Die Messung des Relative Age Effect

Wenn man sich den Kader der deutschen Nationalmannschaft für die U17-Europameisterschaft 2016 ansieht, fällt auf, dass 10 von 18 Spielern im Januar und lediglich einer in der zweiten Jahreshälfte geboren sind.1 Diese Kaderzusammenstellung ist ein Extrembeispiel für die Folgen des als Relative Age Effect (RAE) bekannten Phänomens.

Was ist der Relative Age Effect

Als Relative Age Effect wird allgemein der relative Vorteil eines Frühgeborenen gegenüber eines Spätgeborenen innerhalb einer Gruppe bezeichnet. 1985 konnte dies zum ersten Mal im Sport, damals im nordamerikanischen Eishockey, nachgewiesen werden.2

Im Fußball werden, vergleichbar mit dem Stichtag zur Einschulung im Schulsystem,3 die Kinder in Altersgruppen gemäß ihrem Geburtsjahr eingeordnet.4 Dies soll eigentlich Fairness und Chancengleichheit garantieren. Allerdings hat so ein am 01. Januar geborener Nachwuchsfußballer 364 Tage, also fast ein ganzes Jahr, Entwicklungsvorsprung auf einen am 31. Dezember geborenen Nachwuchsfußballer desselben Jahrgangs. Dieser Altersunterschied sorgt dafür, dass früh im Jahr geborene Kinder, physisch und athletisch weiterentwickelt sind als ihre Altersgenossen. Umso jünger die Kinder sind, desto eklatanter ist dieser Effekt, da der Altersunterschied einen prozentual größeren Anteil einnimmt. Allerdings ist dieser Vorteil im Erwachsenenalter durch das Ende der Wachstumsphase aufgehoben und vorrangig die Fähigkeiten entscheiden über die Qualität eines Spielers.

Zeilen mit Annotationsdaten zu Begrenzungsrahmen
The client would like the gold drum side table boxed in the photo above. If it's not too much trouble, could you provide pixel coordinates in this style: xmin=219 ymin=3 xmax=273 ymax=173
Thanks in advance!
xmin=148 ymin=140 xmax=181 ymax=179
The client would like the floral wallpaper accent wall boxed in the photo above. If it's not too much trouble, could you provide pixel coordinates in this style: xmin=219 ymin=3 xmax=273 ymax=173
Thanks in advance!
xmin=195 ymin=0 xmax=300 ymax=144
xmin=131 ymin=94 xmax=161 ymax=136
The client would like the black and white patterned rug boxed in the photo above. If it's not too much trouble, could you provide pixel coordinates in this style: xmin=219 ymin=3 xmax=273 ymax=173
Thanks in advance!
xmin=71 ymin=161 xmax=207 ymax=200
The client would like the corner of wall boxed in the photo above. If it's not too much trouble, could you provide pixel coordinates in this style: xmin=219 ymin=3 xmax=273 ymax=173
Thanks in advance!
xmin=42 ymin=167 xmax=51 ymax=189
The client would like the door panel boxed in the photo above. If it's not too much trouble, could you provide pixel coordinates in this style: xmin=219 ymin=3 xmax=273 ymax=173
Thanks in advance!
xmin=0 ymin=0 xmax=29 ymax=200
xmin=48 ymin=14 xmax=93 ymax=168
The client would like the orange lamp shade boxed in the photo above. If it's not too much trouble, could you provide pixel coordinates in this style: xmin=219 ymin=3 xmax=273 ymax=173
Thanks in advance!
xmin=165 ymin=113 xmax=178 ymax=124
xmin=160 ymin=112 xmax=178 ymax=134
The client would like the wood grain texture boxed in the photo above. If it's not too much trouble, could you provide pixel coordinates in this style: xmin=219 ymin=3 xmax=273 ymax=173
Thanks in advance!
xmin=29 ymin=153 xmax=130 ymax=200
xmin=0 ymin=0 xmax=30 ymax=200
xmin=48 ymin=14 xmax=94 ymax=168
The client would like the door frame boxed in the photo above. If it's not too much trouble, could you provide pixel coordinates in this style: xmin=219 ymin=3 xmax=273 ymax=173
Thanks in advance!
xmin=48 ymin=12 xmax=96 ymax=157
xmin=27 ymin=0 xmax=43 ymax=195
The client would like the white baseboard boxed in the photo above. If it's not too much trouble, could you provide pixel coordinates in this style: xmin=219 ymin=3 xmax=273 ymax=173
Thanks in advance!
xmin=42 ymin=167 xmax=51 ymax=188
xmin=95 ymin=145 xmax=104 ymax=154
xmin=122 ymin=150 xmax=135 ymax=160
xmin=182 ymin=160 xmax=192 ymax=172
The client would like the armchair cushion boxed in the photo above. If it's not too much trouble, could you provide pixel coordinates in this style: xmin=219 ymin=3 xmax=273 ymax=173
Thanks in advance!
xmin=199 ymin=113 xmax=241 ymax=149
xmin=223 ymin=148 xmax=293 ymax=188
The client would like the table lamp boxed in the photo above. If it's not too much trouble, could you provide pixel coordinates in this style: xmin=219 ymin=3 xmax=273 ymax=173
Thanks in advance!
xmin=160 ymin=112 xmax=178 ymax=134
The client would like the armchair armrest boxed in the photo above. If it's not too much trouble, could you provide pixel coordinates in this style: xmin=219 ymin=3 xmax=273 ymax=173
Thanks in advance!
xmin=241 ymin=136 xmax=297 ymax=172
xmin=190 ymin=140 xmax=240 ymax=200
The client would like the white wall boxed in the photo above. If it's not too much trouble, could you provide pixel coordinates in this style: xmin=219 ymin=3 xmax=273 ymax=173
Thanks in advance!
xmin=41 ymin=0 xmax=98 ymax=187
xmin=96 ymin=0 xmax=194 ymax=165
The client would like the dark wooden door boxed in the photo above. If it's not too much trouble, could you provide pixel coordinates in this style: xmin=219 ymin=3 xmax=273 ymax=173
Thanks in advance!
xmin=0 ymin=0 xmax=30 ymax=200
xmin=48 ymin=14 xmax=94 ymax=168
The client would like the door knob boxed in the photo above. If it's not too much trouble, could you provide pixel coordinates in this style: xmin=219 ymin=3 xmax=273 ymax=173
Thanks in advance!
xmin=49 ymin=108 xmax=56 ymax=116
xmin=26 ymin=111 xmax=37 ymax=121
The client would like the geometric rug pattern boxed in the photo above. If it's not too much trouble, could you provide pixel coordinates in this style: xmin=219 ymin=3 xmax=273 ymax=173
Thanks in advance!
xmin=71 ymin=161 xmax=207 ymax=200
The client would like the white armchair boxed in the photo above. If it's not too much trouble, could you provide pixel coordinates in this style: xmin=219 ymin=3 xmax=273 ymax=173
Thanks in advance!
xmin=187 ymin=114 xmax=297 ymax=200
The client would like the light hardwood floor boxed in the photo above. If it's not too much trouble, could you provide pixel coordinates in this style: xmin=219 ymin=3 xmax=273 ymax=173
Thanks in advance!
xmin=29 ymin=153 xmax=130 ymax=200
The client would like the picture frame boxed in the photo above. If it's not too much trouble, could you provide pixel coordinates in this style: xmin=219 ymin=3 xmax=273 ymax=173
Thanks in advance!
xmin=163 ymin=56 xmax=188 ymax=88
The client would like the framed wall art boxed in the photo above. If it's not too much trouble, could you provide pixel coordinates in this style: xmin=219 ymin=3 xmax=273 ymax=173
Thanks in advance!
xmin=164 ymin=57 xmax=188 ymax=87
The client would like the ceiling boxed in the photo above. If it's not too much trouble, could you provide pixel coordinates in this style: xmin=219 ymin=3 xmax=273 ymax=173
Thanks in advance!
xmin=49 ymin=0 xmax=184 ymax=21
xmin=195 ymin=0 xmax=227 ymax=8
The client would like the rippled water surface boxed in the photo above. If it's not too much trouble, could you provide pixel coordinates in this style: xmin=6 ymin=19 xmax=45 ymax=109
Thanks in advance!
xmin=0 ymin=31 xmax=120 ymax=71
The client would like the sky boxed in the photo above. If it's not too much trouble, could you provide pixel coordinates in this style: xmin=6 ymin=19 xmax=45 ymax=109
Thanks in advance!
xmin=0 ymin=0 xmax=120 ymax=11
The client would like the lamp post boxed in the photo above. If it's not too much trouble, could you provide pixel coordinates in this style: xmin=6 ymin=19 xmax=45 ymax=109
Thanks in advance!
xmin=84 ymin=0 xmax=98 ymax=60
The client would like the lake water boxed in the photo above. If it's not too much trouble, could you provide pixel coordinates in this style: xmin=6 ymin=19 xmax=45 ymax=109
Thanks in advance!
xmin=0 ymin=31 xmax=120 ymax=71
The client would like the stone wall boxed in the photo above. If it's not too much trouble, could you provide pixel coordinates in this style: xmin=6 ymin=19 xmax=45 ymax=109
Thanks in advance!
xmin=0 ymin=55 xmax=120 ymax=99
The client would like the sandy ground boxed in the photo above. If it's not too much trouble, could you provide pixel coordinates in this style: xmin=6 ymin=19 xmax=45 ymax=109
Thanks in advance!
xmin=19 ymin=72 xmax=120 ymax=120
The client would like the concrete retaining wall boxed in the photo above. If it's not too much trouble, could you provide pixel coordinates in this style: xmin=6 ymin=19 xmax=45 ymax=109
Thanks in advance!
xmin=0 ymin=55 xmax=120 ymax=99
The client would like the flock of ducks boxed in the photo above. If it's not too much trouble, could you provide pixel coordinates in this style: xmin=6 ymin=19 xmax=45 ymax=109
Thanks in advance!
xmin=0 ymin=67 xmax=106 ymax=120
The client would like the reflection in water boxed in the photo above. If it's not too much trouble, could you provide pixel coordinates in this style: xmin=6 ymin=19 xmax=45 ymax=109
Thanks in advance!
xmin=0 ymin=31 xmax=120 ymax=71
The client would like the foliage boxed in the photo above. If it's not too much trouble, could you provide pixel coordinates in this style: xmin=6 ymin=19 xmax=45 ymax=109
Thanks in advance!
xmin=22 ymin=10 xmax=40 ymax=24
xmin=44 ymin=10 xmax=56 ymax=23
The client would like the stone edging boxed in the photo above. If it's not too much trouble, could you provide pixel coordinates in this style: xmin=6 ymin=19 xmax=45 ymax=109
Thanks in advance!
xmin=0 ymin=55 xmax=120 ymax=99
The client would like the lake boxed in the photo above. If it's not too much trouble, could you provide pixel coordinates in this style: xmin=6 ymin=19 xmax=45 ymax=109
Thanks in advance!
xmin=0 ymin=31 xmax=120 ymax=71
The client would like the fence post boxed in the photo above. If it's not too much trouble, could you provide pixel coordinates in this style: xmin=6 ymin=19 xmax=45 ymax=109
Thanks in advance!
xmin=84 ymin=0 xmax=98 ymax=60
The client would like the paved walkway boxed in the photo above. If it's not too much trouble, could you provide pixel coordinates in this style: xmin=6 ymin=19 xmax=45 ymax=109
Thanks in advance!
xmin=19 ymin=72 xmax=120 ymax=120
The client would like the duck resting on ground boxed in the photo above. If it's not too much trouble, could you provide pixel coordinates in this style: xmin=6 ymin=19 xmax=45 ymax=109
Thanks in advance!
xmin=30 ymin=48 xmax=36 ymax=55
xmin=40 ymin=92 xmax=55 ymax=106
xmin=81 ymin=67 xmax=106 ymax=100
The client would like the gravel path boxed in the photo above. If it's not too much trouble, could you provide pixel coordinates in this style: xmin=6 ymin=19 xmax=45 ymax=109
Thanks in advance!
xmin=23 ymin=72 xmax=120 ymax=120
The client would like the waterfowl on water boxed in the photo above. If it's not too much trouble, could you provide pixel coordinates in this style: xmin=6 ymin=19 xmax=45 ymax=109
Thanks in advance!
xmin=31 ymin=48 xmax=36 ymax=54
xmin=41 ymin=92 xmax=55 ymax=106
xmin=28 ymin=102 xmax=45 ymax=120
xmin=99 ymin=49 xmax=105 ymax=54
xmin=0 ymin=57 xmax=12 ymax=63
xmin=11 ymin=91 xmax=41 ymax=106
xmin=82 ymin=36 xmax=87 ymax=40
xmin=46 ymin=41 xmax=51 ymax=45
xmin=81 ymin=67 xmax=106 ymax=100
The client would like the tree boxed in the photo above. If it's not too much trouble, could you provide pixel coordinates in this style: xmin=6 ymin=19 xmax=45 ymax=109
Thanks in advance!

Aufgaben:
1 - Welche Jahreszahlen und Kalenderdaten mit Tag und Monat kommen im Seitentext über den Relative Age Effect vor? Zähle alle auf.
2 - Beantworte die folgenden Fragen zum Seitentext über den Relative Age Effect:
(a) Wie viele der 18 Spieler im U17-Kader von 2016 sind im Januar geboren?
(b) In welcher Sportart wurde der Effekt 1985 erstmals nachgewiesen?
(c) Wodurch wird der Vorteil im Erwachsenenalter aufgehoben?
3 - Schreibe den Seitentext über den Relative Age Effect im Anschluss an seinen letzten Satz weiter.

Lösungen:
1 -
2016
1985
01. Januar
31. Dezember

2 -
(a) 10 Spieler
(b) Im nordamerikanischen Eishockey
(c) Durch das Ende der Wachstumsphase

3 -
Die früher Geborenen haben aber zu diesem Zeitpunkt bereits weit mehr Fördermaßnahmen und Einladungen in die Juniorennationalmannschaften erhalten bzw. haben Spätgeborene da bereits mit dem Fußballspielen aufgehört oder wurden aussortiert. Dies nennt man den Matthäus-Effekt.5 Zudem ist tatsächlich eine größere Relevanz des Relative Age Effects bei körperlich anspruchsvollen Positionen, wie den Innenverteidigern und dem Torwart, zu beobachten.6

Grundsätzlich gilt, dass Geburten innerhalb des Jahres nahezu gleich verteilt sind. Theoretisch müsste so auch das grundsätzliche Talent, eine Fähigkeit (hier: das Fußballspielen) zu erlernen, gleichverteilt sein. Somit ist es von großer Bedeutung Talente unabhängig ihrer körperlichen Entwicklung zu fördern.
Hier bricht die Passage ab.